(EXCERPTED DATA begins)
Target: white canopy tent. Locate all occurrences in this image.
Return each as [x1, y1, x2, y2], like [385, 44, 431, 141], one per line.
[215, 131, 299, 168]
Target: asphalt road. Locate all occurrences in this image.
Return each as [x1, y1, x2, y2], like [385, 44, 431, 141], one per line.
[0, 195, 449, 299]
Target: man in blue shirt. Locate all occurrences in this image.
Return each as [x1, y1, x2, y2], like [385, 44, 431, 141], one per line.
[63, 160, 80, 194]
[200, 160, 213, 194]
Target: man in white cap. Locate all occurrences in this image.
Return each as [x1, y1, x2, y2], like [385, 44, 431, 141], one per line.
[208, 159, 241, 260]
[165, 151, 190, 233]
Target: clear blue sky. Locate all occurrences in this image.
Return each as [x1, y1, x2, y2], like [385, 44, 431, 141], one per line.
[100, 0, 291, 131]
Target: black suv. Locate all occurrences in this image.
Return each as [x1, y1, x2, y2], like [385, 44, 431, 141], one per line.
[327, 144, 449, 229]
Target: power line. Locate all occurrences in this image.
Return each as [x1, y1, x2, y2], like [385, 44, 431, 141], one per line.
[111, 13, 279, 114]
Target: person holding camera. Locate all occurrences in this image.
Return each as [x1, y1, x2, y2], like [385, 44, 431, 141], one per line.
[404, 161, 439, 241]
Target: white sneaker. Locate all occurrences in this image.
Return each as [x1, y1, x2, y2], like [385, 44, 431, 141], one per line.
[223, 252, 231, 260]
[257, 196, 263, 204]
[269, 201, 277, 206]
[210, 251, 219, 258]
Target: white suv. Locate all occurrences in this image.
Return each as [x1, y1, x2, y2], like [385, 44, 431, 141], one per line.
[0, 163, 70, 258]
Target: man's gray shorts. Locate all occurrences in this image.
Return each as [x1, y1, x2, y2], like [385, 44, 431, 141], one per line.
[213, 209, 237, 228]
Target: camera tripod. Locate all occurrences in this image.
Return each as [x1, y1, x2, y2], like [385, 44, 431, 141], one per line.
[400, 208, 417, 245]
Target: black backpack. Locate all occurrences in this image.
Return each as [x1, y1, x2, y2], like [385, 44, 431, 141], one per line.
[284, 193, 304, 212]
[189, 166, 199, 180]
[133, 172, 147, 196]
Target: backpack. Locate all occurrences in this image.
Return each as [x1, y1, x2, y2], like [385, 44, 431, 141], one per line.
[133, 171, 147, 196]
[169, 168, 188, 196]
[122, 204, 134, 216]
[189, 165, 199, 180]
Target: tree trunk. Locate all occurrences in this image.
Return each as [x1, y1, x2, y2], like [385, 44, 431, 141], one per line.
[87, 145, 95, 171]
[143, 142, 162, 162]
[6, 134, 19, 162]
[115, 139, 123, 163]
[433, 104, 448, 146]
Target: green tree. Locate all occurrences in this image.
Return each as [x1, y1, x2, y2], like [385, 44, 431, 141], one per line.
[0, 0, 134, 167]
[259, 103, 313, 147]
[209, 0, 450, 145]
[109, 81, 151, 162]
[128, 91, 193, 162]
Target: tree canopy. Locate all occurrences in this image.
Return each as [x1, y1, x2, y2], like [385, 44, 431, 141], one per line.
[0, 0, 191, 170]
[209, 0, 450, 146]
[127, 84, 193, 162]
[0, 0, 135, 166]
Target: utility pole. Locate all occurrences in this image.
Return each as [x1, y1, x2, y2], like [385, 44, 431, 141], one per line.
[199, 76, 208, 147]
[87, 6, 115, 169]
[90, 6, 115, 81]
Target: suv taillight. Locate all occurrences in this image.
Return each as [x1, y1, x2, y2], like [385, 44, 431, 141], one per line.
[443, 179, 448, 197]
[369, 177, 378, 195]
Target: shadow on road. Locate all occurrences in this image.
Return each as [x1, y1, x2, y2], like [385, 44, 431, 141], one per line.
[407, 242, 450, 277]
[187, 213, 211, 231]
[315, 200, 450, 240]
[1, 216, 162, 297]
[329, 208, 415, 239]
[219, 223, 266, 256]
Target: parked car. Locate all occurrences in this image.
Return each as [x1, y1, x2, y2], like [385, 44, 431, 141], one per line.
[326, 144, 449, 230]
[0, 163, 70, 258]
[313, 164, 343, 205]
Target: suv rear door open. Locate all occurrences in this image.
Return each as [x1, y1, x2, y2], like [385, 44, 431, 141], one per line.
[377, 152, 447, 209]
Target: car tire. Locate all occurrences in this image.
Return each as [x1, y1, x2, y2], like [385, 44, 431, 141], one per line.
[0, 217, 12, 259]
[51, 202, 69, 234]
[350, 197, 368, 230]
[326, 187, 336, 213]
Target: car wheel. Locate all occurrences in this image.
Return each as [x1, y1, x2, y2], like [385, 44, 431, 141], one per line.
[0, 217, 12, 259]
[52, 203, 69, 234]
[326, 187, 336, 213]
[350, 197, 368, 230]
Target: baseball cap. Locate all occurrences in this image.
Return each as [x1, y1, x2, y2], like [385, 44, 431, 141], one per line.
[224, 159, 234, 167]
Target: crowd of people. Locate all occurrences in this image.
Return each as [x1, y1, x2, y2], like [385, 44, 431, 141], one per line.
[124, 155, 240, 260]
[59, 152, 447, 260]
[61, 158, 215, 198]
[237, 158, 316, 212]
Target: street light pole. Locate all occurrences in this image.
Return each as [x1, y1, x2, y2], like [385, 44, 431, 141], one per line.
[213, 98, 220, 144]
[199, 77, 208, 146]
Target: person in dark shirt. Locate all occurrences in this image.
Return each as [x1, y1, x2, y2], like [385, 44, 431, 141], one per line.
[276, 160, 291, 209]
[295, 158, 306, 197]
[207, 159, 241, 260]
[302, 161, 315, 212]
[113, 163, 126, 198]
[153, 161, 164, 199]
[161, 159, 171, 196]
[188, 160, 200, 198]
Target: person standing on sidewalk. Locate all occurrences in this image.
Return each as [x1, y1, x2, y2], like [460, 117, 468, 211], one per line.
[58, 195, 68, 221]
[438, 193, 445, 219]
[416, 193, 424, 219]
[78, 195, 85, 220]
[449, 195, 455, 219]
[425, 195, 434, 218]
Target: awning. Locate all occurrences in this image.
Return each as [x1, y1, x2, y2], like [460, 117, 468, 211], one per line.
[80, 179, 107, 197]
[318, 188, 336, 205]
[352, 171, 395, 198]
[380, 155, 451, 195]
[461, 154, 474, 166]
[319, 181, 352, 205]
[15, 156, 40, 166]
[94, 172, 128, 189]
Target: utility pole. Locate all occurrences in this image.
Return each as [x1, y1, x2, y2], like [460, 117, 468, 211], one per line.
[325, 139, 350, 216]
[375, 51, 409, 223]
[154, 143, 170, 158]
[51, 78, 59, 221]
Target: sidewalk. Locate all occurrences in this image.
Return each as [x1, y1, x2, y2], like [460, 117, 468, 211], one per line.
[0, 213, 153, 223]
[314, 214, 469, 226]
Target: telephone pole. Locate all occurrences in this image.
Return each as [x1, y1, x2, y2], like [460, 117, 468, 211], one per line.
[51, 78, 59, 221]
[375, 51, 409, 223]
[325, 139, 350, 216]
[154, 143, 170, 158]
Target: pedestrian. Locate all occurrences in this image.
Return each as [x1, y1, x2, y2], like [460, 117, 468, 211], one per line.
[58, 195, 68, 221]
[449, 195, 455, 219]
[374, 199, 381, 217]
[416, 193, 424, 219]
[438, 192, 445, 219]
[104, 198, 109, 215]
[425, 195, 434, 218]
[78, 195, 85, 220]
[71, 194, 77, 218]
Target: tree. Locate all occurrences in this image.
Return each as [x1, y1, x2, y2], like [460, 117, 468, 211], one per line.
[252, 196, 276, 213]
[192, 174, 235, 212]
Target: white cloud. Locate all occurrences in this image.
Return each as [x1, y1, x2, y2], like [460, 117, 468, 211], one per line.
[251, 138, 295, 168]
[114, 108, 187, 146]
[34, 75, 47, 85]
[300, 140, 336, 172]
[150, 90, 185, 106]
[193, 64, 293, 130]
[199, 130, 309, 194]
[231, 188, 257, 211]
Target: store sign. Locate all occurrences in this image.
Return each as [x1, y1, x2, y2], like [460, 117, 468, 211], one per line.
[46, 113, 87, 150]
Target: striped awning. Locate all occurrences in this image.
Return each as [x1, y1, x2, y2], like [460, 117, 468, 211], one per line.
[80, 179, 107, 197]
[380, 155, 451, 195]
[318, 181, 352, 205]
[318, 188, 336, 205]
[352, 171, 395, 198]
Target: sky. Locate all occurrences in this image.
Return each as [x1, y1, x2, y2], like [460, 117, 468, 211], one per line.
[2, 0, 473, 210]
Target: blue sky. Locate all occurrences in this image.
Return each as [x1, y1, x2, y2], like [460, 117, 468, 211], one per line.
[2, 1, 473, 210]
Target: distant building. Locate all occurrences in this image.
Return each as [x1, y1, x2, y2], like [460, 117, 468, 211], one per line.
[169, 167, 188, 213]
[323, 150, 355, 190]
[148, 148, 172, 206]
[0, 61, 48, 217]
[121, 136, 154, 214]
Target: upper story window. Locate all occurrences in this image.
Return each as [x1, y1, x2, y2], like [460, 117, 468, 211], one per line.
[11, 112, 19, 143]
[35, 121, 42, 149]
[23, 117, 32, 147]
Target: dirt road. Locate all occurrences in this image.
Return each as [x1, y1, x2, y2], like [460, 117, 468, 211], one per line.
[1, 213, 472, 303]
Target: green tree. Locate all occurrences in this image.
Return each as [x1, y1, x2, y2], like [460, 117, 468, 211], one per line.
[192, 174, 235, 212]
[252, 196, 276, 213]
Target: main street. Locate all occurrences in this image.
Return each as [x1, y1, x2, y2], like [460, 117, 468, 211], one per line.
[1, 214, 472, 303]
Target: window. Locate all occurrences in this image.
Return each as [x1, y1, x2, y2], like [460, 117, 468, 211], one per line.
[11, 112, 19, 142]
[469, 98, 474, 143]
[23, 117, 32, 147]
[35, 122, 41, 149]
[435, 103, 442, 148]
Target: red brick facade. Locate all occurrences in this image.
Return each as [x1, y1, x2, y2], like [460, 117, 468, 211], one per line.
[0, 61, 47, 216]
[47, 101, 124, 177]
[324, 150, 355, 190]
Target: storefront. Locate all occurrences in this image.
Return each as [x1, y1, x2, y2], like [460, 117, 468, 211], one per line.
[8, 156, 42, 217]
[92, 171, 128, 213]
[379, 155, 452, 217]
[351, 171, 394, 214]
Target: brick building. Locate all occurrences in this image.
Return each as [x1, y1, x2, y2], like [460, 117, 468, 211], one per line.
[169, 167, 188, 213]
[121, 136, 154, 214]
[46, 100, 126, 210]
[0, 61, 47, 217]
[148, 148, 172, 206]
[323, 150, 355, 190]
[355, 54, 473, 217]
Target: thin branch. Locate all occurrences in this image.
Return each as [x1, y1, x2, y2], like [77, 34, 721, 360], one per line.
(EXCERPTED DATA ends)
### WHAT YOU ARE ASKED TO DO
A verbatim transcription is required: the first line of the listing, the line containing "Target: man in white", and every line between them.

### RESULT OF THE EXERCISE
Target: white canopy tent. Locate all occurrences in this image.
Return each as [x1, y1, x2, y2], like [385, 44, 431, 141], one per line.
[215, 131, 299, 168]
Target: asphalt road. Locate all occurrences in this image.
Return each as [x1, y1, x2, y2], like [385, 44, 431, 141], one per line.
[0, 195, 449, 299]
Target: man in blue shirt. Locate all occurrences in this image.
Return each as [x1, y1, x2, y2], like [385, 44, 431, 141], one per line.
[63, 160, 80, 194]
[200, 160, 213, 194]
Target: man in white cap. Locate all occurrences in this image.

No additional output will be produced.